Job: Can you reproduce every line of the rows below, requests included, with each coordinate in the answers increased by 8?

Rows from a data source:
╭──
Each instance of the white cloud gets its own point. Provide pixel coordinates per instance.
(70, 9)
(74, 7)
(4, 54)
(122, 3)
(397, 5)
╰──
Exercise output:
Each instance of the white cloud gets its own point. Provide pixel coordinates per instance.
(78, 17)
(82, 15)
(12, 62)
(130, 11)
(405, 13)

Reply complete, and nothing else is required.